Consigne » Dans l'article sur Levinas et le masque, par quoi Levinas a-t-il remplacé l'Estre cher à son maître Heidegger ?

Texte de l'exercice »
Les philosophes face au virus (I)

Levinas et le masque généreux

d'Lëtzebuerger Land du 07.05.2021

Depuis plus d’un an maintenant, les virologues nous abreuvent de tout et de son contraire, alors que les politiques interdisent tout et autorisent n’importe quoi. Pourquoi ne pas aller voir alors du côté des philosophes dont la science (humaine) aidera peut-être à poser quelques balises en ces temps de pandémie ? Depuis l’antiquité grecque, après tout, le programme des penseurs se décline en trois temps : physique, métaphysique, éthique. La connaissance de la nature induit le questionnement sur ce qui se cache derrière et débouche sur des préceptes comment se comporter en être moral et raisonnable. L’attitude des philosophes aide à prendre de l’altitude dans les conduites à tenir face au virus.

Commençons cette série par Emmanuel Levinas qui a remplacé l’Estre, cher à son maître Heidegger, par l’Autre. Cet autre dont on nous enjoint aujourd’hui de l’éviter, de nous en méfier, mais aussi de le protéger, en mettant, par exemple, le masque.

Comme le string attire le regard sur la fesse, le masque fait remarquer le visage, alors que la nudité, en exhibant l’objet, ne fait en définitive que le cacher. Le commissaire imaginé par E.A. Poe l’a bien compris, lui qui expose en plein milieu sur la table la lettre volée qu’il veut garder secrète. Ou, pour le dire avec Emmanuel Levinas, le masque imposé par les autorités sanitaires cache la face ou le faciès pour mieux permettre la rencontre avec le visage. La théorie de la Gestalt enseigne la même chose, à savoir que le visage est plus que la somme des éléments de la face. Admirer la couleur des yeux du vis-à-vis, c’est passer à côté de l’authentique rencontre, enseigne le philosophe juif lituanien, naturalisé français, marqué par la shoah, mort en 1995, dont l’œuvre est opportunément redécouverte par notre époque en mal de repères éthiques. Et voilà qu’en multipliant les épithètes pour caractériser Levinas, je viens de passer à côté de son message. Car tous ces adjectifs ne sont que des anecdotes qui détournent de l’essentiel qui veut que l’humanité soit universelle. Dans son livre Peau noire, masques blancs, Franz Fanon, psychiatre et philosophe, lui aussi récemment remis à l’ordre du jour, ne dit pas autre chose. Je ne suis pas ni-ni, mais et-et : noir et blanc, femme et homme, religieux et mécréant, esclave et maître. En ce sens, communautarismes et racisations, tant à la mode aujourd’hui, enferment l’humanité dans le ou-ou, dans des catégories au mieux stériles, au pire dangereuses.

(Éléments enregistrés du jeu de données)
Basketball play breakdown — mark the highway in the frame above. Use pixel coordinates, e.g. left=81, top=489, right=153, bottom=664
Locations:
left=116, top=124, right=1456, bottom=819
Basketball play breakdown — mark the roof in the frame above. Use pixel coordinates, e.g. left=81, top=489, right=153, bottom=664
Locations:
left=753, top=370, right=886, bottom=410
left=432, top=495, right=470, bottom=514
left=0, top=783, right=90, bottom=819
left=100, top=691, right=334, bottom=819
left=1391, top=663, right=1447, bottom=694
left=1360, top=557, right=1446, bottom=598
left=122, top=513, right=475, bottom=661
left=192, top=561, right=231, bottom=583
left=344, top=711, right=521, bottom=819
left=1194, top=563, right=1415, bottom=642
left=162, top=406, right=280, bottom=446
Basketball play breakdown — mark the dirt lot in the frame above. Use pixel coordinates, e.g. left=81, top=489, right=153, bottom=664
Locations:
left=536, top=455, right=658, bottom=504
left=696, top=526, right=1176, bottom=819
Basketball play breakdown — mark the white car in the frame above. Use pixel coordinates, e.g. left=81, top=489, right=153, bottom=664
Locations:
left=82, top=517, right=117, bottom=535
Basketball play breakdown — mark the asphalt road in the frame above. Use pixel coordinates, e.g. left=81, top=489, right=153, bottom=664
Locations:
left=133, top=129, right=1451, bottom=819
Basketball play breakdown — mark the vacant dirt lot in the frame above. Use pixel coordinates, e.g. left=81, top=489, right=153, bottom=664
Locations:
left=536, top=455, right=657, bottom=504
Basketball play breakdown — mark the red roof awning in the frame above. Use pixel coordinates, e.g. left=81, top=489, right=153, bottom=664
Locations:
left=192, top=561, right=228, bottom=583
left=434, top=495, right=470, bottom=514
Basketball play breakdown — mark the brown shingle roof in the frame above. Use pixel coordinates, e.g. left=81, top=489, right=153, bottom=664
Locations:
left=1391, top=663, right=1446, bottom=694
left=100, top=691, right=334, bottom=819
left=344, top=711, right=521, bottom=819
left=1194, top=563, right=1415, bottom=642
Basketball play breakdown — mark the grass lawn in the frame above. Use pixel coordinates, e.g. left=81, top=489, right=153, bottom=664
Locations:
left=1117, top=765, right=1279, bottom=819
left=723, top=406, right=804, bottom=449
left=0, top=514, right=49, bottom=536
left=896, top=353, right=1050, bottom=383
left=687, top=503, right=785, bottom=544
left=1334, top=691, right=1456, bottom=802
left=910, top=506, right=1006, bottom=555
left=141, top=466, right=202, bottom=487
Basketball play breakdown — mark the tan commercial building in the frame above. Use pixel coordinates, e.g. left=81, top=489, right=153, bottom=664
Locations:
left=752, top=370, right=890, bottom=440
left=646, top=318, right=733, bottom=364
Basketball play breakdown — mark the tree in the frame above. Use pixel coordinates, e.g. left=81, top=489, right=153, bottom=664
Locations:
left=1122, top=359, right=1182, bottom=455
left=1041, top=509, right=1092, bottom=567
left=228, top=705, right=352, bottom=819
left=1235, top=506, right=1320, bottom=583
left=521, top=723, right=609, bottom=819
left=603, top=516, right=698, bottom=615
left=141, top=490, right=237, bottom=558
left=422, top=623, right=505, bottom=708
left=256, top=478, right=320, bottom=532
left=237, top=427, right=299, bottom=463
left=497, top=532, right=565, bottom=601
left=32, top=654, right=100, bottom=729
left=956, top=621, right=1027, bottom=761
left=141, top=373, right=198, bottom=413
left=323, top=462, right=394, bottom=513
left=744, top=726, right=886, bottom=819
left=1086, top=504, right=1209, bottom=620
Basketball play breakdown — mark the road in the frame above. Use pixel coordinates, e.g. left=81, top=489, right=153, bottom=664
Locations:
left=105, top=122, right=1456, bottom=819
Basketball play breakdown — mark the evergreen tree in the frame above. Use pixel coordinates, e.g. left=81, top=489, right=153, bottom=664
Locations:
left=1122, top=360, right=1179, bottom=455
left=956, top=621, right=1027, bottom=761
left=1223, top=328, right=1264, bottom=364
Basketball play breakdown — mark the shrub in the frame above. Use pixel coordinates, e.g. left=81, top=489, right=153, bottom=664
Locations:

Corrigé » Il l'a remplacé par l'Autre.